# [ARBEITSANWEISUNG 1]
Wie viele Mitarbeiter:innen haben Handwerksbetriebe laut dem folgenden Interview im Schnitt?

# [TEXTABSCHNITT]
VIER FRAGEN AN… Bernhard Stüer, Inklusionsberater bei der Handwerkskammer Münster

#1: Herr Stüer, was brauchen Betriebe, damit Inklusion im Handwerk gelingt?

Meiner Erfahrung nach brauchen sie vor allem zwei Dinge: eine gute Beratung und finanzielle Unterstützung, etwa für neue Maschinen, die ein Mensch mit einer körperlichen Behinderung gut bedienen kann. Beides hängt damit zusammen, dass die meisten Handwerksbetriebe sehr klein sind. Im Schnitt haben sie zehn bis zwölf Mitarbeiter:innen. Investitionen sind für sie deshalb oft ein größerer Schritt als für Unternehmen mit höheren Umsätzen. Dazu kommt ein Zeitfaktor. In Handwerksfirmen gibt es in der Regel keine Personalabteilung, die Betriebsleitung muss diesen Bereich also „nebenbei“ mit übernehmen. Deshalb ist es wichtig, den Firmen mit einer guten Beratung so viel Aufwand wie möglich abzunehmen oder ganz zu ersparen.

#2: Wie und zu was genau beraten und unterstützen Sie Handwerksfirmen?

# [ARBEITSANWEISUNG 2]
Extrahieren Sie aus den folgenden Datenzeilen jede Zeile, die die Zeichenfolge „harness“ enthält.

Datenzeilen:
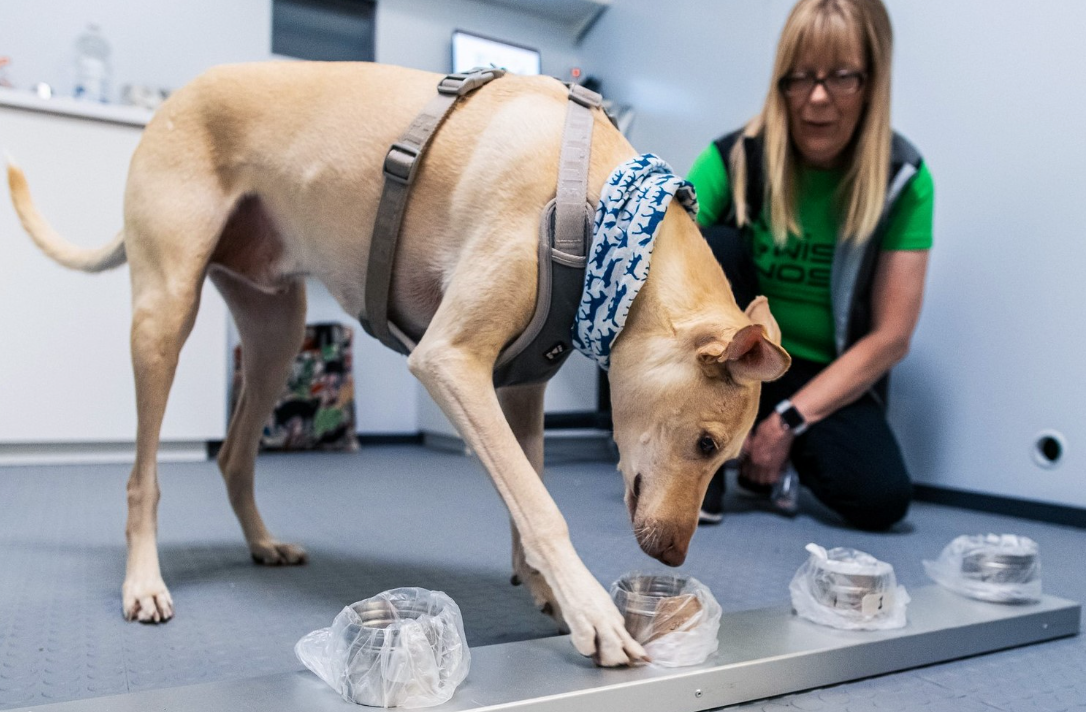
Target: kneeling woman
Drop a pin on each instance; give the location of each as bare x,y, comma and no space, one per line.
819,205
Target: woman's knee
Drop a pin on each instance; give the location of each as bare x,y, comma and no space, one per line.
882,508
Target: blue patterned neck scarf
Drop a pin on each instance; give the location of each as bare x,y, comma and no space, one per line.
631,210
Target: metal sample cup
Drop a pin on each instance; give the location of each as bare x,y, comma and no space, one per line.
848,589
867,593
404,647
990,566
998,568
654,605
674,618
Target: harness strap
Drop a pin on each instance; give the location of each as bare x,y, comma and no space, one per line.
401,164
565,239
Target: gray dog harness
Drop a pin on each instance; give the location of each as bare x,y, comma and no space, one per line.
565,234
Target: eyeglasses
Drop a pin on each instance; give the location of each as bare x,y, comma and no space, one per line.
843,83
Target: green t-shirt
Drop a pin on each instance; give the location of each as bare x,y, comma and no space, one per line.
796,278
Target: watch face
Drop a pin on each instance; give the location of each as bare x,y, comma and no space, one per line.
792,418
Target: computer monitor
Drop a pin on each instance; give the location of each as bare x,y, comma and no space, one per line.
472,50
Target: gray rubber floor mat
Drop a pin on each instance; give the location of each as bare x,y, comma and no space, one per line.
404,516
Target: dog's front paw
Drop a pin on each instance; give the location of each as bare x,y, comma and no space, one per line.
597,630
277,554
147,600
542,595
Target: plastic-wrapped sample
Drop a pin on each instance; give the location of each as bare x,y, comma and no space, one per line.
403,647
674,618
849,589
1000,568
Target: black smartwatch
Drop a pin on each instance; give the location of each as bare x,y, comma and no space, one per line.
791,418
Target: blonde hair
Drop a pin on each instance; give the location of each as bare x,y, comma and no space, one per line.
833,24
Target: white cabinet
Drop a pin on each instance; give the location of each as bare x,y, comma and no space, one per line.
66,391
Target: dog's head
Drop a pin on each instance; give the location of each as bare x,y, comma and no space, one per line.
683,399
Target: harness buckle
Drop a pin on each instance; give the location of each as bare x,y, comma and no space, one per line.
400,163
457,85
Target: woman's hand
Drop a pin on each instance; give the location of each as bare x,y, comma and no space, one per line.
767,450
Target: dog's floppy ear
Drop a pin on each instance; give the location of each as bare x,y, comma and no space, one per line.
749,356
758,313
752,356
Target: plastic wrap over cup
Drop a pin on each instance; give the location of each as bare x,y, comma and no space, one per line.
1004,569
674,618
849,589
404,647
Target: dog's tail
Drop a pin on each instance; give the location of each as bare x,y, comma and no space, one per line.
72,256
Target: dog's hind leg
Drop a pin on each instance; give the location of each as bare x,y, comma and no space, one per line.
522,406
165,299
272,328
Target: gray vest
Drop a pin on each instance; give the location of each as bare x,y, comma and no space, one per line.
854,265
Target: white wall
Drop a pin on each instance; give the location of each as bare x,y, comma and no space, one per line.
990,92
156,42
166,43
692,68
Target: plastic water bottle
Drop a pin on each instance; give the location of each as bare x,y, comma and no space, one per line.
92,65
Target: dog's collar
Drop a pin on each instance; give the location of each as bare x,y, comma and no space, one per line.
631,210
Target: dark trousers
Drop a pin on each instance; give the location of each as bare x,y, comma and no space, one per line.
850,460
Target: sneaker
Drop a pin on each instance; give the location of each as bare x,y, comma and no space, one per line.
785,493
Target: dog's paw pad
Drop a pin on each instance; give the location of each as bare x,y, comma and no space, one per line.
276,554
147,604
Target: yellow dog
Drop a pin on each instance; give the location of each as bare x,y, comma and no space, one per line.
260,175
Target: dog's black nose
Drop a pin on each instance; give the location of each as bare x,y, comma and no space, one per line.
634,497
672,557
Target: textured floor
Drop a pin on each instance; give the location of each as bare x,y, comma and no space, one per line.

# [ERWARTETE ANTWORT 1]
Im Schnitt zehn bis zwölf Mitarbeiter:innen.

# [ERWARTETE ANTWORT 2]
Target: harness strap
Target: gray dog harness
Target: harness buckle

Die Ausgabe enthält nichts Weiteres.